_THE TASKS:_
[1] Using the passage on Oliveira Marques and the First Republic, decide whether each statement agrees with it, answering yes or no and quoting the words that settle it: (a) The writer finished an undergraduate degree in Portugal before starting graduate studies. (b) The writer set out to write a thesis on Portugal's intervention in World War One. (c) The First Republic is dated from 1910 to 1926.
[2] Write out every calendar year mentioned in the passage on Oliveira Marques and the First Republic.

A. H. de Oliveira Marques and the First Republic1
Filipe Ribeiro de Meneses2
I was invited to contribute to this special edition of the e-Journal of Portuguese History with a short piece on the late Professor Oliveira Marques and his contribution to Portuguese historiography, more specifically his contribution to our understanding of the First Republic (1910-1926). As someone who began his graduate studies in 1992 having completed an undergraduate degree outside Portugal, and having set out to write a thesis about Portugal’s intervention in World War One, I owe—like all other scholars of the period—an immense debt of gratitude to Oliveira Marques, who over the course of some forty years of febrile activity contributed enormously to our understanding of the period. But this is a debt of gratitude qualified by the realization that there were certain limitations to Oliveira Marques’ writings on the subject of the First Republic, and that these ought to be borne in mind.

_RECORD EXTRACTS:_
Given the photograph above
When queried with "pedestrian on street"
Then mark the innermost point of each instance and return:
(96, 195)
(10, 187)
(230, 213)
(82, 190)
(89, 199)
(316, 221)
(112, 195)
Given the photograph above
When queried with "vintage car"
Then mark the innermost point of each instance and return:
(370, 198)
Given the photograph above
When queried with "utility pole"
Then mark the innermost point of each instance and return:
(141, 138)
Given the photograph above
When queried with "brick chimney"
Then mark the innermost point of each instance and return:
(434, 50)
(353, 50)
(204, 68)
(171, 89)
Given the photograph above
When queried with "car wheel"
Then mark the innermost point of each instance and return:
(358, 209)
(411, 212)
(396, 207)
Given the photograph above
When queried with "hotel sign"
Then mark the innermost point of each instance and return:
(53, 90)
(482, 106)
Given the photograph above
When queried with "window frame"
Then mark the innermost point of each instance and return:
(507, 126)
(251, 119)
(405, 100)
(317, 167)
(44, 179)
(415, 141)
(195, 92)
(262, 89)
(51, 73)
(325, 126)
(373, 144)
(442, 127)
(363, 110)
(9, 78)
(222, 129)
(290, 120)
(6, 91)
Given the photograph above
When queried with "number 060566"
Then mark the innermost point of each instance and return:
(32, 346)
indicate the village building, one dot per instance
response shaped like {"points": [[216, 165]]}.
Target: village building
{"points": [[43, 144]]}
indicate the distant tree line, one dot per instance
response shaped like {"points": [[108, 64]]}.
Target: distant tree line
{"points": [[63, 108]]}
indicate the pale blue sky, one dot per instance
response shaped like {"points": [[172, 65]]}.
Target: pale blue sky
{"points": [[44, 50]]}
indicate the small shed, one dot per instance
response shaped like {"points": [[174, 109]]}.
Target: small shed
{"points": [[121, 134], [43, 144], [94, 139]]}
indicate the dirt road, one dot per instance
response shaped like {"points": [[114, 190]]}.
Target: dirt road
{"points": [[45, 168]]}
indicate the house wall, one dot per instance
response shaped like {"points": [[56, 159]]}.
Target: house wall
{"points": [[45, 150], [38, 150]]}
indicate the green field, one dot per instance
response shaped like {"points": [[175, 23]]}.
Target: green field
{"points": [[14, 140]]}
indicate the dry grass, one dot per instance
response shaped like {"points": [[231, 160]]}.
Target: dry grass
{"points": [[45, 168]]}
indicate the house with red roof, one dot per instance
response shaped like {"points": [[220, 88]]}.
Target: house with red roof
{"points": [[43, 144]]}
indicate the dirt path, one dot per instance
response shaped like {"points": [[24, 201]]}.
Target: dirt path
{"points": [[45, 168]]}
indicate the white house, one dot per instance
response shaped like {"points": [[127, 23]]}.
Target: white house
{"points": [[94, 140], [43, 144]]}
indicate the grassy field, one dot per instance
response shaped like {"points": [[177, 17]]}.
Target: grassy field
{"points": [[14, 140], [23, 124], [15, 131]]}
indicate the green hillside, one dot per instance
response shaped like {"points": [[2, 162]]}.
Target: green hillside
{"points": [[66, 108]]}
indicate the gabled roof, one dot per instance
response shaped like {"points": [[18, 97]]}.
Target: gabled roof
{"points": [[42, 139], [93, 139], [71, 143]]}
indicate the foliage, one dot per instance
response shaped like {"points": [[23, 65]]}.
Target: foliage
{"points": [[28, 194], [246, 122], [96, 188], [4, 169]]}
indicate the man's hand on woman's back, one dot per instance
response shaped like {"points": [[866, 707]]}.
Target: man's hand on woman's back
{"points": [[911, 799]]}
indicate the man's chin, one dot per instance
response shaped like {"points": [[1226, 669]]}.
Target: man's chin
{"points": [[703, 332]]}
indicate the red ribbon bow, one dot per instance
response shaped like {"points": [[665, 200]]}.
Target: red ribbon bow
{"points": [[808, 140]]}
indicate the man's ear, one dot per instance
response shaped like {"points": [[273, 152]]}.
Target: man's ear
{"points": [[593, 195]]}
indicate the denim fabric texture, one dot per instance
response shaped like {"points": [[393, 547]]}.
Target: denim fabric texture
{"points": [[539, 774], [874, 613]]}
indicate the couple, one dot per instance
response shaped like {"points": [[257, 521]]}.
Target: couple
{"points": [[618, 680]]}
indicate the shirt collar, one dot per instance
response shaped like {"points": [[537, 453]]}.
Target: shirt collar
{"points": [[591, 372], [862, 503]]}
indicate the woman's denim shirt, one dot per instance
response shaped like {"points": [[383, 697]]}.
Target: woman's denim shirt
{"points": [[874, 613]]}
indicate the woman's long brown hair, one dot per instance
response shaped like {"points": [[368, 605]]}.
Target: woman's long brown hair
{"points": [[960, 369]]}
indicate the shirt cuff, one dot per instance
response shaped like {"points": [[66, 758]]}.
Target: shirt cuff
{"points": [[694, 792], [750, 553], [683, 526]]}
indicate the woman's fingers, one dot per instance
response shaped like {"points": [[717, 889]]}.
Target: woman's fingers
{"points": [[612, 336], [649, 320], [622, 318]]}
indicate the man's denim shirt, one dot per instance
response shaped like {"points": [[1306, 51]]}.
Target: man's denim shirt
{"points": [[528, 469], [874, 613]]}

_ANSWERS TO EACH TASK:_
[1]
(a) No: "having completed an undergraduate degree outside Portugal"
(b) Yes: "having set out to write a thesis about Portugal’s intervention in World War One"
(c) Yes: "the First Republic (1910-1926)"

[2] 1910, 1926, 1992